■ **Excerpted text**:
——————

Is it any surprise that a regime whose origin story allegedly includes bags of Egyptian cash would do absolutely nothing when it was told that its future border czar, Tom Homan, was captured on an audiotape accepting $50,000 in a fast-food bag from undercover FBI agents who said they wanted government contracts?
In hindsight, the failure to pursue that report of the $10 million Egyptian bribe opened up a floodgate of putrid corruption, wider than the Nile. It signaled a sick society where everything is for sale — even world peace — but nothing is guaranteed.
Yo, do this!
The 1970s and ‘80s are having a cultural moment right now, and this boomer is here for it! On Apple TV (they’ve dropped the “+,” probably after paying some consultant $1 million for that pearl of wisdom) comes the long-awaited five part docuseries about the life and times of filmmaker Martin Scorsese, the savior who rose from NYC’s mean streets to give us Goodfellas, Raging Bull, Taxi Driver, and so much more. Watching Mr. Scorsese is going to make the eventual death of the baseball season so much easier to take.
The earthy, urban musical equivalent of Scorsese would have to be Bruce Springsteen, who has been marking the 50th anniversary of his breakthrough Born to Run LP with all kinds of cool stuff, capped with Friday’s long-awaited release of the first-ever biopic about “The Boss,” Deliver Me from Nowhere. Staring The Bear’s Jeremy Allen White as Springsteen, the film’s unlikely narrative — focusing on the making of 1982’s highly personal and acoustic Nebraska as the rock star seeks release from a bout of depression — sounds like exactly the uplift that America needs right now.

——————

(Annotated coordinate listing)
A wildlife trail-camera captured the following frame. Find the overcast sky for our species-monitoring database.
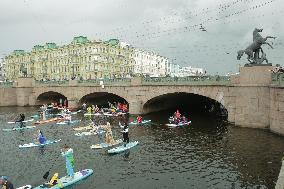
[0,0,284,74]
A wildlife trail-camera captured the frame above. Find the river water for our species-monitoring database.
[0,107,284,189]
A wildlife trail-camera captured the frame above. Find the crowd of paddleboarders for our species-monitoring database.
[0,101,191,189]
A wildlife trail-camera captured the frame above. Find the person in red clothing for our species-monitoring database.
[137,115,142,123]
[174,110,181,119]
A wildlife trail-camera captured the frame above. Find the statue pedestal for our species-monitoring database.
[240,64,274,86]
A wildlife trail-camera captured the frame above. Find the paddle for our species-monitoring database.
[42,156,61,180]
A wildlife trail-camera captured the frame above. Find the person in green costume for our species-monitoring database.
[61,145,74,178]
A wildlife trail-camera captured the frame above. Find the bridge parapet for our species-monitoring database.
[35,81,69,86]
[78,78,131,86]
[272,73,284,86]
[142,76,231,85]
[0,82,13,88]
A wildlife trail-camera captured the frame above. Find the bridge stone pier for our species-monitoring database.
[0,66,284,134]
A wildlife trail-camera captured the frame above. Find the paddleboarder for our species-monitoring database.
[136,115,142,123]
[37,130,46,144]
[15,114,26,128]
[0,176,14,189]
[61,145,74,179]
[121,124,129,147]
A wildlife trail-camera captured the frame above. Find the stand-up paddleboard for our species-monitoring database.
[33,169,93,189]
[107,141,139,154]
[16,185,33,189]
[116,112,128,116]
[166,121,191,127]
[2,126,35,131]
[56,120,81,125]
[129,119,151,125]
[34,117,64,124]
[90,139,123,149]
[8,119,34,124]
[104,113,118,117]
[73,126,93,131]
[19,139,61,148]
[84,113,103,116]
[75,130,105,136]
[31,115,40,119]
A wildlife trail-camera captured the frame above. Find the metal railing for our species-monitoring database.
[142,76,231,85]
[35,81,69,86]
[0,82,13,88]
[272,73,284,86]
[78,78,131,86]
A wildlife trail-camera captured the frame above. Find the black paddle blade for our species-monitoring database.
[42,171,49,179]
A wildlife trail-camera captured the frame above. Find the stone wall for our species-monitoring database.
[270,87,284,135]
[0,87,17,106]
[234,66,273,128]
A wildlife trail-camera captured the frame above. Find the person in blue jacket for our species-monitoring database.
[37,130,46,144]
[61,145,74,179]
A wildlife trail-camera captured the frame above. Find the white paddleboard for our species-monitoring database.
[90,139,123,149]
[19,139,61,148]
[107,141,139,154]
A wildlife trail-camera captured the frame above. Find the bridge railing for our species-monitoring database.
[35,81,69,86]
[272,73,284,86]
[0,82,13,88]
[142,76,231,85]
[78,78,131,86]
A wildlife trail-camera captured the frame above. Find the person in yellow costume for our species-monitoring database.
[105,122,115,144]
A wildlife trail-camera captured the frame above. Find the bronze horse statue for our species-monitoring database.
[237,28,276,63]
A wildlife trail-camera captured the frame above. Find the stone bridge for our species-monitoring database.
[0,66,284,134]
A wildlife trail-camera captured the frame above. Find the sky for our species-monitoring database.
[0,0,284,74]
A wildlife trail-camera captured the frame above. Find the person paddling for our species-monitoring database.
[37,130,46,144]
[136,115,142,123]
[16,114,26,128]
[121,124,129,147]
[61,145,74,179]
[0,176,14,189]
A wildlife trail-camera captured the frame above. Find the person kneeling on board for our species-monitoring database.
[0,176,14,189]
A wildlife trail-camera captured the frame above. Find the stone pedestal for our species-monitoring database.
[239,66,274,86]
[235,66,273,128]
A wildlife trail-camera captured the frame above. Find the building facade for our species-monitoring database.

——————

■ **Written problem 1**: Please repeat the listing from the line containing "bridge for our species-monitoring database." through the end of the listing, both ends included.
■ **Written problem 2**: Write the next part of the column about corruption, Scorsese, and Springsteen, picking up after its final sentence.
The listing is unrelated to the column about corruption, Scorsese, and Springsteen.

■ **Task result 1**:
A wildlife trail-camera captured the frame above. Find the stone bridge for our species-monitoring database.
[0,66,284,134]
A wildlife trail-camera captured the frame above. Find the sky for our species-monitoring database.
[0,0,284,74]
A wildlife trail-camera captured the frame above. Find the person paddling for our species-monitoring database.
[37,130,46,144]
[136,115,142,123]
[16,114,26,128]
[121,124,129,147]
[61,145,74,179]
[0,176,14,189]
A wildlife trail-camera captured the frame above. Find the person kneeling on board for our species-monitoring database.
[0,176,14,189]
A wildlife trail-camera captured the frame above. Find the stone pedestal for our species-monitoring database.
[239,66,274,86]
[235,66,273,128]
A wildlife trail-camera captured the frame above. Find the building facade for our species-monitoring database.

■ **Task result 2**:
Ask me anything
Question: As someone living in Ireland and looking across the ocean. Trump won’t be in power forever, but how is anyone going to deal with the MAGA crowd that helped elect him? That level of stupidity, hatred and racism cannot be fixed. How is [t]he USA ever going to heal? — Stephen (@bannside@bsky.social) via Bluesky
Answer: That’s a great question, Stephen, and like most great questions there’s no easy answer. Although I’m optimistic that the 2026 midterms and the 2028 presidential election will happen and that the anti-Trump coalition that we witnessed at “No Kings” will prevail, I agree with you that it’s only a partial and temporary fix. I’d fear an Iraq-level resistance could rise up in the regions we call “Trump country.” My long-term solution would be along the lines of what I proposed in my 2022 bookAfter the Ivory Tower Falls: Fix higher education — broadly defined as from the Ivy League to good trade schools — to made it a public good that reduces inequality instead of driving it. And promote a universal gap year of national service for 18-year-olds, to get young people out of their isolated silos. There are ways to prevent the next generation from becoming as stupid or hateful or racist as the Americans who came before them, but it will take time and patience that we seem to lack right now.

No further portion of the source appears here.